* [MATERIAL TO PROCESS]
++++++++++
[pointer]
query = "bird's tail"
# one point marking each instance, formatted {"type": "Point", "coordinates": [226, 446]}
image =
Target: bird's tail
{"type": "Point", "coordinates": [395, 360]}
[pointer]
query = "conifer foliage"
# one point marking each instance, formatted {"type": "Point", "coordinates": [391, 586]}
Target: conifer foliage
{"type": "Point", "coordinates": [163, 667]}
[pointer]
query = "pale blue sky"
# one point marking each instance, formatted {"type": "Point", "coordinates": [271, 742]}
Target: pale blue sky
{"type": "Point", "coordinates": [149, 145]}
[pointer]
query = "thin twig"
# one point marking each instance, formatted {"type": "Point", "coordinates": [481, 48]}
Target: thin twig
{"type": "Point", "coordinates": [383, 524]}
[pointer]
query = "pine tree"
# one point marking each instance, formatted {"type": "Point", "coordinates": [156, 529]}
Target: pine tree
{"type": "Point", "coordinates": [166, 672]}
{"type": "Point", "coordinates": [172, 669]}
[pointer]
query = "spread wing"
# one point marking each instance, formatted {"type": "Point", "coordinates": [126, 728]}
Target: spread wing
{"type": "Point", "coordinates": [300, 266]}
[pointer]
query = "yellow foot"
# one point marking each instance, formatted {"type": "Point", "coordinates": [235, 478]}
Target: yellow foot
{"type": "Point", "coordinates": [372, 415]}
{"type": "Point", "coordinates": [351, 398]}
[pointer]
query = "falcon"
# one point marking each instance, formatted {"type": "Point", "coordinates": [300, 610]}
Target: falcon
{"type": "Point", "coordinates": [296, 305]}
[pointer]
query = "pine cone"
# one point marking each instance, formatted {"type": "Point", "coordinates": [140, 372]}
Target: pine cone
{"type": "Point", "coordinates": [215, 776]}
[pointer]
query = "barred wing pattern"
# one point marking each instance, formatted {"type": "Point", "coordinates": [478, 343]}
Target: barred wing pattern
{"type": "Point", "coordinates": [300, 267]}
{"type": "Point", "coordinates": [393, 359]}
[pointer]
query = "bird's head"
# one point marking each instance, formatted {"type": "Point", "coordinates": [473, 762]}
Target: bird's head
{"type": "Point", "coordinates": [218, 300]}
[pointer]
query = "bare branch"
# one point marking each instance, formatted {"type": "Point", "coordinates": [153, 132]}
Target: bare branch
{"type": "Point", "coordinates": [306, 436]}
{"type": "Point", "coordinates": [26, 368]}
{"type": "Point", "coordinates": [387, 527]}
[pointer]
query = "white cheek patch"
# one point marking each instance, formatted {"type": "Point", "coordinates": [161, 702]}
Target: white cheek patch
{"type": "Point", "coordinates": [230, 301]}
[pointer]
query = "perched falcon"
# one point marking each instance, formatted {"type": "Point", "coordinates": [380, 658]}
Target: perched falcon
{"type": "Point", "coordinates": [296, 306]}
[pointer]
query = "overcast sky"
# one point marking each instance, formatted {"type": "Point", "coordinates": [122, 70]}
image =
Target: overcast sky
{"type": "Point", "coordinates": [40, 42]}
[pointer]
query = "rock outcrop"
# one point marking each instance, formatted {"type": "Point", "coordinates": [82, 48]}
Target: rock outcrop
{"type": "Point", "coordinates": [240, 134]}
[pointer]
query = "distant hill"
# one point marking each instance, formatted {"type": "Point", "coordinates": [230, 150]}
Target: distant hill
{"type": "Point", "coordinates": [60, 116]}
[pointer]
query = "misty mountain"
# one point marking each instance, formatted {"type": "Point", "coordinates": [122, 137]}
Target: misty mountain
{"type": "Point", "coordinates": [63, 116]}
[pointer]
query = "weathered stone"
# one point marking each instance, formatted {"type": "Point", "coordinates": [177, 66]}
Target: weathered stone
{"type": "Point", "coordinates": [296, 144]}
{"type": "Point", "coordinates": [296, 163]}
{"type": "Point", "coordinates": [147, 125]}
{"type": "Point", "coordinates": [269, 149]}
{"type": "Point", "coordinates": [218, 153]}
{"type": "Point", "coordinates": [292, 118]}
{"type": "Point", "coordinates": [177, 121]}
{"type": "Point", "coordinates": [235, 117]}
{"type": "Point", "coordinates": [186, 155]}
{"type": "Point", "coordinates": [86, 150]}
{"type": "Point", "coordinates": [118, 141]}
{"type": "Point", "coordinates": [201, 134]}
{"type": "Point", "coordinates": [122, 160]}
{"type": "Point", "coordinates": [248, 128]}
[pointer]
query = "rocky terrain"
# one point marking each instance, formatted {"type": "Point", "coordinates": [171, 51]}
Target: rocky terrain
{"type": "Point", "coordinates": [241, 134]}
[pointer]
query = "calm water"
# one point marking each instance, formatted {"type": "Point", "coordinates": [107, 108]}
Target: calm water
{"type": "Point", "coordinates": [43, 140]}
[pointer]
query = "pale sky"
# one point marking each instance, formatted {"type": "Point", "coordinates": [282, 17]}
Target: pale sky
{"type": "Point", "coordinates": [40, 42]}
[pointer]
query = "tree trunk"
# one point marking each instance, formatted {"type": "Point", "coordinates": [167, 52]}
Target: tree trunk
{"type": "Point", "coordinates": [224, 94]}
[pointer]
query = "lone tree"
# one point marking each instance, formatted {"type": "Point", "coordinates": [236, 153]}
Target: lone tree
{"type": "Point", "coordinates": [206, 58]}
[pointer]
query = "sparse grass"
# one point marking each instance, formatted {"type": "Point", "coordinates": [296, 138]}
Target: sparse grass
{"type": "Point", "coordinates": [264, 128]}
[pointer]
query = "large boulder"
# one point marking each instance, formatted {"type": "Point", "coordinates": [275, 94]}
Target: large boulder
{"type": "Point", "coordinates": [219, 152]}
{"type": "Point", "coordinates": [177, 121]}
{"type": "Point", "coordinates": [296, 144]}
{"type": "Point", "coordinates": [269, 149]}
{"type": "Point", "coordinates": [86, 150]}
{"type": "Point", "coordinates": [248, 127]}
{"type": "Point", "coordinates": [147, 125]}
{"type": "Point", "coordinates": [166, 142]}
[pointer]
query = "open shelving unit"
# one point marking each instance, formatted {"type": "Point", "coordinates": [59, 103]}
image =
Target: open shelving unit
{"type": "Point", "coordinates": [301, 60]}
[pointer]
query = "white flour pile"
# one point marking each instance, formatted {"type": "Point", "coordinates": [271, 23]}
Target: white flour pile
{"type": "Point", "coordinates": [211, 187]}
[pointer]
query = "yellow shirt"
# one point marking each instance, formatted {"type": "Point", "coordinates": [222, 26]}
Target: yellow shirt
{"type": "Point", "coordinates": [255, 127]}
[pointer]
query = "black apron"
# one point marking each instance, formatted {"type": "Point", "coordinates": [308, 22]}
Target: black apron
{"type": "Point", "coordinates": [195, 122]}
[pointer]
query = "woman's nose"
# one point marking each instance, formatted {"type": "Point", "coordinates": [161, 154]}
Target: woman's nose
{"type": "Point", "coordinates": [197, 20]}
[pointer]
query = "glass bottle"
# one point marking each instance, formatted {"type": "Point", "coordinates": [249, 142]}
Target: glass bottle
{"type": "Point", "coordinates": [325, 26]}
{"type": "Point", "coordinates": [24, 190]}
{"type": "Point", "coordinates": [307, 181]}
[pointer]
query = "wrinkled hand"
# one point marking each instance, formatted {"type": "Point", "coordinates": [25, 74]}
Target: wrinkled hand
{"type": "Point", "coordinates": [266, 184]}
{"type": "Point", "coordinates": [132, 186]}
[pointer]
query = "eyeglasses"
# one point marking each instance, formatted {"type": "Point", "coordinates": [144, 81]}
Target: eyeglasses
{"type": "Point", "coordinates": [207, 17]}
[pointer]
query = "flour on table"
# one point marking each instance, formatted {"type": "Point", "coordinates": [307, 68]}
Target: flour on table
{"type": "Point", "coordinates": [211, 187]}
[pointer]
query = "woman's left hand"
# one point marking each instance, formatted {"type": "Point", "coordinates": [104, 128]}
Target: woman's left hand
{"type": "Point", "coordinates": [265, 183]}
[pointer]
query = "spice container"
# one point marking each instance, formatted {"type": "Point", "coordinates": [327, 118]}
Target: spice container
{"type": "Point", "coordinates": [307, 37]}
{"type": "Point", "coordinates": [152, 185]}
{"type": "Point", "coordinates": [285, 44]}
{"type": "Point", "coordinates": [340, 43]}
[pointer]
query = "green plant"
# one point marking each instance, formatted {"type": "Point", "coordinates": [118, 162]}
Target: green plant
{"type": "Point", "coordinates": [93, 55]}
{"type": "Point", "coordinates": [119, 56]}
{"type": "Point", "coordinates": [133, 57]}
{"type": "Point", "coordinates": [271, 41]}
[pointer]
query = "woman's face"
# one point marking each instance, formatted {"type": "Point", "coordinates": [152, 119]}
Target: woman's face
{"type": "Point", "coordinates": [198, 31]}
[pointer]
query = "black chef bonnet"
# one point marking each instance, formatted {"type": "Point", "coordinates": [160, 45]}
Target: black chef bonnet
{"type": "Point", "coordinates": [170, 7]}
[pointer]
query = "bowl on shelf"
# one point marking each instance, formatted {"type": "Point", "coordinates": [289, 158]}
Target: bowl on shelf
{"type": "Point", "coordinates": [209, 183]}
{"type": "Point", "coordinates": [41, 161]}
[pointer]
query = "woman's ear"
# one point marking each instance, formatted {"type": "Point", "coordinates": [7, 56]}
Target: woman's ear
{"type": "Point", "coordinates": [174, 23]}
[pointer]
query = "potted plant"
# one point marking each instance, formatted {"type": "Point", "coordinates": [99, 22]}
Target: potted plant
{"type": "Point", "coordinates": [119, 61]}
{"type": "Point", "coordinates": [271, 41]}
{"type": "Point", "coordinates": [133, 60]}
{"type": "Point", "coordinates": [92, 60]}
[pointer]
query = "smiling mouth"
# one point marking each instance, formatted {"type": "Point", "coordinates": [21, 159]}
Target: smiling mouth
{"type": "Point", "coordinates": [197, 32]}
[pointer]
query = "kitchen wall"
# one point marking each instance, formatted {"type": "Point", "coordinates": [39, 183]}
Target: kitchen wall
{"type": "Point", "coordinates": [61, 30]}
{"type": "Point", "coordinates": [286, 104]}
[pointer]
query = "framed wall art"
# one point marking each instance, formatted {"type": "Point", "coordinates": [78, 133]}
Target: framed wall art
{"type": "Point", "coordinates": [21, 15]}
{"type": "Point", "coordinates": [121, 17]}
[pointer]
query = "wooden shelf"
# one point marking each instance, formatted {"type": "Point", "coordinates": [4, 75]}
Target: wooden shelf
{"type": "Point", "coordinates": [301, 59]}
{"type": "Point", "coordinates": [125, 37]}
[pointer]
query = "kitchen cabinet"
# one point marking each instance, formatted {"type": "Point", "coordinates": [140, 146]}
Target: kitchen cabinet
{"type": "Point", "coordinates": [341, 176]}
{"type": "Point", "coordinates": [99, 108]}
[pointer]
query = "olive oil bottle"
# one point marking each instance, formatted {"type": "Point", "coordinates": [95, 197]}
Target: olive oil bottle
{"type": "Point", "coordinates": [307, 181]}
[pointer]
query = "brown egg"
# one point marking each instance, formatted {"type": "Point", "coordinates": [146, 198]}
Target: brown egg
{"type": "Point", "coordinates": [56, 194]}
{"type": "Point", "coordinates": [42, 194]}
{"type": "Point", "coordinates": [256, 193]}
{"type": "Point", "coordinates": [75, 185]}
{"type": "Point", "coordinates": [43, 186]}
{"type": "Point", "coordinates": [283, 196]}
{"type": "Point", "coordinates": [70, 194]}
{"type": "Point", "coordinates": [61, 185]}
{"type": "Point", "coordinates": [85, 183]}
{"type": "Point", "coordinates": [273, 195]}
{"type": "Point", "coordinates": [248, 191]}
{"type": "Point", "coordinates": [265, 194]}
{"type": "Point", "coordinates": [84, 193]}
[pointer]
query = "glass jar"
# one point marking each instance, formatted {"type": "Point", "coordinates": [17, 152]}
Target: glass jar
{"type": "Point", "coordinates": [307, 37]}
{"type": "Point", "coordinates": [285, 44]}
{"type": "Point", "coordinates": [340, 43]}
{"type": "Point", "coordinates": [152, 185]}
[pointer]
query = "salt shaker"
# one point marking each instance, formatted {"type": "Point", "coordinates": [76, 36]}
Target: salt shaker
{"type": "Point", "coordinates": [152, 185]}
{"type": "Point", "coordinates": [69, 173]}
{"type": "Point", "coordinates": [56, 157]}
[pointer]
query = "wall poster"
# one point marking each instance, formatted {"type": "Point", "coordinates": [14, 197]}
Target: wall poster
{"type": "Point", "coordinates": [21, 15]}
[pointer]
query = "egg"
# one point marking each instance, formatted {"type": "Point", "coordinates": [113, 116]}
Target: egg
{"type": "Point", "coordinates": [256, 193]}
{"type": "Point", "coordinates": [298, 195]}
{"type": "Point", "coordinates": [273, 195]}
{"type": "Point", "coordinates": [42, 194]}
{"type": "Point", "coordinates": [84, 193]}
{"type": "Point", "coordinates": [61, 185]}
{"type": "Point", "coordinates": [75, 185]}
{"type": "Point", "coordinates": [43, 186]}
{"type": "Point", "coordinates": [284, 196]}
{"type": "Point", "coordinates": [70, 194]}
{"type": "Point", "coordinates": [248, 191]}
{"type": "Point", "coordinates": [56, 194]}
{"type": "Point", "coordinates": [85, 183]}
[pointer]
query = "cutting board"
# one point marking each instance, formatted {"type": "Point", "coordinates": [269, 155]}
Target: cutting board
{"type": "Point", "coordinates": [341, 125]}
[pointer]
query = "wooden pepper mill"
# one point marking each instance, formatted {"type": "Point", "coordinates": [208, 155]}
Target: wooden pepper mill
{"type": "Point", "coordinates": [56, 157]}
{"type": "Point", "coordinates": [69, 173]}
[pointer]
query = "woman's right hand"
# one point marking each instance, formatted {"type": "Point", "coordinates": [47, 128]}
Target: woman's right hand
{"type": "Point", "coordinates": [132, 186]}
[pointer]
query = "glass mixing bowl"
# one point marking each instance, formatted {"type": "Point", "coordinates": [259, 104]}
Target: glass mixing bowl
++++++++++
From the line that contains "Target: cutting board" through the final line of the entries above, every line must be reproduced exactly and nothing more.

* [EXPECTED OUTPUT]
Target: cutting board
{"type": "Point", "coordinates": [341, 125]}
[pointer]
query = "wooden pepper mill"
# one point marking each instance, formatted {"type": "Point", "coordinates": [208, 155]}
Target: wooden pepper mill
{"type": "Point", "coordinates": [56, 157]}
{"type": "Point", "coordinates": [69, 173]}
[pointer]
query = "woman's right hand"
# one point marking each instance, formatted {"type": "Point", "coordinates": [47, 128]}
Target: woman's right hand
{"type": "Point", "coordinates": [132, 186]}
[pointer]
query = "glass mixing bowl"
# one point marking each instance, formatted {"type": "Point", "coordinates": [259, 104]}
Target: glass mixing bowl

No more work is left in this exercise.